───── Material supplied ─────

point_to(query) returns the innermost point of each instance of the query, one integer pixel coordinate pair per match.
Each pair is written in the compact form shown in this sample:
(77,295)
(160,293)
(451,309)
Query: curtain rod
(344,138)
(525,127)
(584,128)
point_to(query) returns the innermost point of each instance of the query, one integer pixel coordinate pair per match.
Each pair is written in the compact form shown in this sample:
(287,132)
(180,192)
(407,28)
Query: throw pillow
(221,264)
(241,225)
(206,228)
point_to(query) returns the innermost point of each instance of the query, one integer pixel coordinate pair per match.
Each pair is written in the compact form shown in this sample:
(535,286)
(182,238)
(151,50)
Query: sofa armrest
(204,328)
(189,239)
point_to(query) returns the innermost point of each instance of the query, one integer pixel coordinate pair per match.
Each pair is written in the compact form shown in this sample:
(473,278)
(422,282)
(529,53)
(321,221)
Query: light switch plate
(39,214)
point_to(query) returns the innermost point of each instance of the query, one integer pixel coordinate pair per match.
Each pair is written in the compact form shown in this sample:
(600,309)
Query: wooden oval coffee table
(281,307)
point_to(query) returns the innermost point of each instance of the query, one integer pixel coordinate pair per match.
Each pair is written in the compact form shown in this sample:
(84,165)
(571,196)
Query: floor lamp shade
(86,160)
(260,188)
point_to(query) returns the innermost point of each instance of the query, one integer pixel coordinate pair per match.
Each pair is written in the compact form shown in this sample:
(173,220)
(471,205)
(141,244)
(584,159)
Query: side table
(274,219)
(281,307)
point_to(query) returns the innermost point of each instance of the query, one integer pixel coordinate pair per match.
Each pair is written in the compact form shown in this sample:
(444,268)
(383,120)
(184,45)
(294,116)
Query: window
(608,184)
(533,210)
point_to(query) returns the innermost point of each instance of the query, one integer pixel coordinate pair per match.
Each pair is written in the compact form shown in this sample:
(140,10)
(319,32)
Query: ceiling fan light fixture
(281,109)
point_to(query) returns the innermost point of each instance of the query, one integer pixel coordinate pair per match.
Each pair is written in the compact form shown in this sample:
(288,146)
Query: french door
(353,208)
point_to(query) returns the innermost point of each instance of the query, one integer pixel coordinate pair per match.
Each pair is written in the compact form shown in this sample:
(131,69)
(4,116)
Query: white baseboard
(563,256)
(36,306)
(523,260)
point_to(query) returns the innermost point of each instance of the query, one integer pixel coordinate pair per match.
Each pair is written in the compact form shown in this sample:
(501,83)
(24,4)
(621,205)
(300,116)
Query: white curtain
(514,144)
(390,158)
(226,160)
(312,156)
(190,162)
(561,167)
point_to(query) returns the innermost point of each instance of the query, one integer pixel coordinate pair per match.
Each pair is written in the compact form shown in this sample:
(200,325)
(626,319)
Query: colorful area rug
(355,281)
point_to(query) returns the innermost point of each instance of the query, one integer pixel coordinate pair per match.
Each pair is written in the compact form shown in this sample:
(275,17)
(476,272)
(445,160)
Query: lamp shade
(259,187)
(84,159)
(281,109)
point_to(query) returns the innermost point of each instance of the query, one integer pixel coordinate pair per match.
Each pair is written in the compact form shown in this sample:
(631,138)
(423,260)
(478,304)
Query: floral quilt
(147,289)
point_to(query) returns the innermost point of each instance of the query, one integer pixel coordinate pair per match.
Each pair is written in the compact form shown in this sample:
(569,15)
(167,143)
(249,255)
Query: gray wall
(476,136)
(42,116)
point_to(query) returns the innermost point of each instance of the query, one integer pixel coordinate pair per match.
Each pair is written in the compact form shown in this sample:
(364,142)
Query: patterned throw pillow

─────

Your instructions: Locate every line in the records above that contains the string "curtain" and copy each such line in full. Matching is case-sensitive.

Problem solution:
Query: curtain rod
Query: white curtain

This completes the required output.